[Start of section]
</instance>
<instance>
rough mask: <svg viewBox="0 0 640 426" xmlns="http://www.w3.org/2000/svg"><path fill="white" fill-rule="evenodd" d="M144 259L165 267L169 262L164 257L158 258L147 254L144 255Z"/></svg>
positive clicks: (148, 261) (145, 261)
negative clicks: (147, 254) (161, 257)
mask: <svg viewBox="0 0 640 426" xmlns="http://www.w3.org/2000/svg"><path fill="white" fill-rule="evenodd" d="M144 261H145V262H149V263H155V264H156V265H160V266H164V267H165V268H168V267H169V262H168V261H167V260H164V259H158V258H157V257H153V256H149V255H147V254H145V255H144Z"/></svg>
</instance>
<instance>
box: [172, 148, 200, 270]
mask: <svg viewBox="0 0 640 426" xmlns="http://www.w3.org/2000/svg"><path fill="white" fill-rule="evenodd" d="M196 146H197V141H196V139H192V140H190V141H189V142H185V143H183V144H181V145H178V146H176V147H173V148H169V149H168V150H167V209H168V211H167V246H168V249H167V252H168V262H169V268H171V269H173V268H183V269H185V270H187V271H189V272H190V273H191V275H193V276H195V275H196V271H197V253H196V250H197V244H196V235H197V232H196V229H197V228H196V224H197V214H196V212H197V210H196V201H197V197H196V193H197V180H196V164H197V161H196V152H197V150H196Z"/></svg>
[End of section]
What is being asked
Rewrite the stretch of lines above from the one containing "negative clicks: (147, 254) (161, 257)" through the end of the lines, substituting "exclusion clicks" for "negative clicks" and leaving everything else unchanged.

Response area
exclusion clicks: (147, 254) (161, 257)
mask: <svg viewBox="0 0 640 426" xmlns="http://www.w3.org/2000/svg"><path fill="white" fill-rule="evenodd" d="M144 261H145V262H149V263H155V264H156V265H160V266H164V267H165V268H168V267H169V262H168V261H167V260H164V259H158V258H157V257H153V256H149V255H147V254H145V255H144Z"/></svg>
</instance>
<instance>
box: [172, 148, 200, 270]
mask: <svg viewBox="0 0 640 426" xmlns="http://www.w3.org/2000/svg"><path fill="white" fill-rule="evenodd" d="M196 146H197V141H196V139H192V140H190V141H189V142H185V143H183V144H181V145H178V146H176V147H173V148H169V149H168V150H167V209H168V211H167V246H168V249H167V252H168V262H169V268H171V269H173V268H183V269H185V270H187V271H189V272H190V273H191V275H193V276H195V275H196V271H197V253H196V250H197V244H196V235H197V232H196V229H197V228H196V224H197V214H196V212H197V210H196V201H197V197H196V193H197V180H196V164H197V161H196V152H197V150H196Z"/></svg>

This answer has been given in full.